■ Extract provided:
## START

|
[Date Prev][Date Next][Thread Prev][Thread Next][Date Index][Thread Index] Re: [PATCH v3 13/34] xen/riscv: introduce cmpxchg.h
On Mon, 2024-01-22 at 17:27 +0100, Jan Beulich wrote:
> On 22.12.2023 16:12, Oleksii Kurochko wrote:
> > --- /dev/null
> > +++ b/xen/arch/riscv/include/asm/cmpxchg.h
> > @@ -0,0 +1,496 @@
> > +/* SPDX-License-Identifier: GPL-2.0-only */
> > +/* Copyright (C) 2014 Regents of the University of California */
> > +
> > +#ifndef _ASM_RISCV_CMPXCHG_H
> > +#define _ASM_RISCV_CMPXCHG_H
> > +
> > +#include <xen/compiler.h>
> > +#include <xen/lib.h>
> > +
> > +#include <asm/fence.h>
> > +#include <asm/io.h>
> > +#include <asm/system.h>
> > +
> > +#define __xchg_relaxed(ptr, new, size) \
> > +({ \
> > + __typeof__(ptr) ptr__ = (ptr); \
> > + __typeof__(new) new__ = (new); \
> > + __typeof__(*(ptr)) ret__; \
>
> I expect the types of new and *ptr want to actually match. Which
> you then want to enforce, so that issues at use sites would either
> be reported by the compiler, or be permitted by a type conversion
> of new.
I am OK to make the same type for new and ret__, but it looks like
__xchg_relaxed() is used only inside xchg_relaxed() where 'new' is
declared with the same type as *ptr.
>
> > + switch (size) \
> > + { \
>
> Nit: Hard tab left here. (Also again you want to either stick to
> Linux style or fully switch to Xen style.)
Thanks. I'll update that.
>
> > + case 4: \
> > + asm volatile( \
> > + " amoswap.w %0, %2, %1\n" \
>
> I don't think a leading tab (or leading whitespace in general) is
> needed in single-line-output asm()s. The trailing \n also isn't
> needed if I'm not mistaken.
I just wanted to align it with "=r", but for sure a leading tab or
whitespace can be dropped.
>
> > + : "=r" (ret__), "+A" (*ptr__) \
> > + : "r" (new__) \
> > + : "memory" ); \
> > + break; \
> > + case 8: \
> > + asm volatile( \
> > + " amoswap.d %0, %2, %1\n" \
> > + : "=r" (ret__), "+A" (*ptr__) \
> > + : "r" (new__) \
> > + : "memory" ); \
> > + break; \
> > + default: \
> > + ASSERT_UNREACHABLE(); \
>
> If at all possible this wants to trigger a build failure, not a
> runtime
> one.
I'll update that with BUILD_BUG_ON(size > 8);
>
> > + } \
> > + ret__; \
> > +})

## END

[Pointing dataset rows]
## START

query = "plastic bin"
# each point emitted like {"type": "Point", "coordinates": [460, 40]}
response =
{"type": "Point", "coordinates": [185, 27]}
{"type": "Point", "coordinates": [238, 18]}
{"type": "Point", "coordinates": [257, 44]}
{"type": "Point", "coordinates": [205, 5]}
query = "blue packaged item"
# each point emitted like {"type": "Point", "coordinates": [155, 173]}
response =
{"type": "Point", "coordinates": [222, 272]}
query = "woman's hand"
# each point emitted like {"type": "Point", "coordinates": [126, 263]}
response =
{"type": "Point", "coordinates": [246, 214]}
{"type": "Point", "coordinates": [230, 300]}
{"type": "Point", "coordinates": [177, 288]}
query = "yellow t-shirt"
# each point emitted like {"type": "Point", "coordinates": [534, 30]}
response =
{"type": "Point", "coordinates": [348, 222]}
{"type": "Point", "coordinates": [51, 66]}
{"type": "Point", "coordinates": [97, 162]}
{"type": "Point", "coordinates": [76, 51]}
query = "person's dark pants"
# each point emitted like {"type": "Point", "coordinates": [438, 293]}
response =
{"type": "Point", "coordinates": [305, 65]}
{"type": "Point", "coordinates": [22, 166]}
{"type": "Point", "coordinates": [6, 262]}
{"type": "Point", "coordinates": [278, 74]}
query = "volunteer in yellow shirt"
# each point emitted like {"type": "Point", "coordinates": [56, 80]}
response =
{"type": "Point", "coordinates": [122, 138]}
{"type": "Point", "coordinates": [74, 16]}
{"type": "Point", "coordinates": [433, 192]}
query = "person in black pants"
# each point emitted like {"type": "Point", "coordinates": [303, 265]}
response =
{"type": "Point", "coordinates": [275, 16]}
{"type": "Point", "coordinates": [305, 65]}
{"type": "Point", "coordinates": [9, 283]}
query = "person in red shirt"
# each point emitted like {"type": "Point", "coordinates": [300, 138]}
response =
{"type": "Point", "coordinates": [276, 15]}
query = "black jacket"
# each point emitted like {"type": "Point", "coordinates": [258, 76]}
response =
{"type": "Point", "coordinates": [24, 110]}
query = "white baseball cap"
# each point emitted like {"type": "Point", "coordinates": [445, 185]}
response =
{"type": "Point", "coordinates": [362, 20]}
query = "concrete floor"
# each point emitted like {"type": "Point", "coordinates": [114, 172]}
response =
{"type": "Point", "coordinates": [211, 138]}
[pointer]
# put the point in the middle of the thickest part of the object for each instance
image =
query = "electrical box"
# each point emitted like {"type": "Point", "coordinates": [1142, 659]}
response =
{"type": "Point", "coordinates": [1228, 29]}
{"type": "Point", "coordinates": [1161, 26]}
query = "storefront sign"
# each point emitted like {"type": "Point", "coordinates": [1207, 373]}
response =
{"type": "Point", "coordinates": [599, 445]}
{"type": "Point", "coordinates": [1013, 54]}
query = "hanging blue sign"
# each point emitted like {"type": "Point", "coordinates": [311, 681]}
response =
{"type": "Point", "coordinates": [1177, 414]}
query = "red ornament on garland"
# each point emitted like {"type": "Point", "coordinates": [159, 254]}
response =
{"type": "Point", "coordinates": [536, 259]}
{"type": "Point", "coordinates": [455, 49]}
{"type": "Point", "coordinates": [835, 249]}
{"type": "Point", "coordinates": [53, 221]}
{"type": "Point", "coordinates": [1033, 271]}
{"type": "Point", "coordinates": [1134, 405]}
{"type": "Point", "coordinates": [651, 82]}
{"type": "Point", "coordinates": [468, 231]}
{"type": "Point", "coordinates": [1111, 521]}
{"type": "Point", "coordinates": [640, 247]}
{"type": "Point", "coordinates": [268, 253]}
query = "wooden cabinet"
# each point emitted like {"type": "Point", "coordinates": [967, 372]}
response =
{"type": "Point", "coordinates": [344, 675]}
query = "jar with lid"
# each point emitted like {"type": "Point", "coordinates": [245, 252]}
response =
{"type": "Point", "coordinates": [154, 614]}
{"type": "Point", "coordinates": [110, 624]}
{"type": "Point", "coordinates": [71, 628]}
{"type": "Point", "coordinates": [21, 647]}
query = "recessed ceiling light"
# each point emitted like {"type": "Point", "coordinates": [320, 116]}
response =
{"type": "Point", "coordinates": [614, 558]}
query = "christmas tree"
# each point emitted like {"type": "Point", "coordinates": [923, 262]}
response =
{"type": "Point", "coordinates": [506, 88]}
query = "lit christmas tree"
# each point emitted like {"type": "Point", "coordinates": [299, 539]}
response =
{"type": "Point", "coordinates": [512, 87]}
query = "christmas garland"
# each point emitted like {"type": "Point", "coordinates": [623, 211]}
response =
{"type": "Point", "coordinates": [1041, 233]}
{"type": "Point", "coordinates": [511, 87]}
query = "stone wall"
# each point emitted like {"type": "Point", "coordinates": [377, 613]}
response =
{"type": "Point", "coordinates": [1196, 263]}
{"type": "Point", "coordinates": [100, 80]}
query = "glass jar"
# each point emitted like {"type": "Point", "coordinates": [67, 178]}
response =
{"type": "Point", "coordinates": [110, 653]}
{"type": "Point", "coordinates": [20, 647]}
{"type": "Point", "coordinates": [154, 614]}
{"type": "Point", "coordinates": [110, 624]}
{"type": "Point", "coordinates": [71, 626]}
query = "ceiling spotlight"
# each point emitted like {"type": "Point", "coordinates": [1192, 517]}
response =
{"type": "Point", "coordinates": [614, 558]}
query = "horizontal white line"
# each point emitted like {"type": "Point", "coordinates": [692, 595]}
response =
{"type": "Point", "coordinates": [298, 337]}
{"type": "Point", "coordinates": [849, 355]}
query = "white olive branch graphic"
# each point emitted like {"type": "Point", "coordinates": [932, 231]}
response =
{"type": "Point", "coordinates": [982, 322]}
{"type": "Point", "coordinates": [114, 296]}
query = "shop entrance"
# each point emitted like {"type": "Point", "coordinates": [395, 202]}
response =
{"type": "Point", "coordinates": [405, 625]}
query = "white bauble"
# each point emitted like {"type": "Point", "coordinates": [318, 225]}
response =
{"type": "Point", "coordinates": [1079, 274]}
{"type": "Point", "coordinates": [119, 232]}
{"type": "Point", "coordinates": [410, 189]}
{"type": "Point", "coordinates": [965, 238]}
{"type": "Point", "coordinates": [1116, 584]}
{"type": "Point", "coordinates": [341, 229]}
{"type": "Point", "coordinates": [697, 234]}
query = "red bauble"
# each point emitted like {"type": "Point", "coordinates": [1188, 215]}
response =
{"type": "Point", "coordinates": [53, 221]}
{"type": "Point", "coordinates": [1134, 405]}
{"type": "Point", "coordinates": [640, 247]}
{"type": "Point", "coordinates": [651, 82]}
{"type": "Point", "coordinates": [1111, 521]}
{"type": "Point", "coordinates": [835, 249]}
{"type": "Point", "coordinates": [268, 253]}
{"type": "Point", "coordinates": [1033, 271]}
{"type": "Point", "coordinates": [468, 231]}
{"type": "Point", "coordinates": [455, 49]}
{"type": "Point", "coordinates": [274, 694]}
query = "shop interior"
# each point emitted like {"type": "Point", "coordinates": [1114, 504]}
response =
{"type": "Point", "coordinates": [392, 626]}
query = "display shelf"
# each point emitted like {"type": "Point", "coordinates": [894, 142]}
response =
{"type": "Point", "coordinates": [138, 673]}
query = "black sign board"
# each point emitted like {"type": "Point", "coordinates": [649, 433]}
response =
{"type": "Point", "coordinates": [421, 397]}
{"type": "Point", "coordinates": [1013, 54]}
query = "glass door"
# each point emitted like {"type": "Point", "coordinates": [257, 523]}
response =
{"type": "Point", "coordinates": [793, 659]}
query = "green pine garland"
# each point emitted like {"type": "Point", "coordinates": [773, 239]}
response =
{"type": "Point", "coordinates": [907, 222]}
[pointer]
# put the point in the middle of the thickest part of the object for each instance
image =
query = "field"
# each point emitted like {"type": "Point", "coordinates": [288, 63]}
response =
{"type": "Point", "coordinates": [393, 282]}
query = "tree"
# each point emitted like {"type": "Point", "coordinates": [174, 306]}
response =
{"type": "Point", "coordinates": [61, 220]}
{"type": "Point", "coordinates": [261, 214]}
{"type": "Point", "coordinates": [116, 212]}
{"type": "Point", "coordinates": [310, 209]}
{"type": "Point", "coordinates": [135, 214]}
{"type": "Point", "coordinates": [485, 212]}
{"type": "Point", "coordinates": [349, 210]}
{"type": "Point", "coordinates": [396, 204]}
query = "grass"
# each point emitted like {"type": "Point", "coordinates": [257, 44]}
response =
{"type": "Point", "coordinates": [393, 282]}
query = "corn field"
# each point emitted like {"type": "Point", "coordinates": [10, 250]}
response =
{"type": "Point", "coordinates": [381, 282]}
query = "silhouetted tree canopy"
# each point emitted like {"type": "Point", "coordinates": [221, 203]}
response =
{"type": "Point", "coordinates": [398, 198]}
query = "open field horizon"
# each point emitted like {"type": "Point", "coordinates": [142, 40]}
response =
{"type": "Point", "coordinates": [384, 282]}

## END

■ Instructions to follow:
In the patch review thread above, what does the reply say it will use to make the default case fail at build time instead of at runtime?

■ Written answer:
BUILD_BUG_ON(size > 8)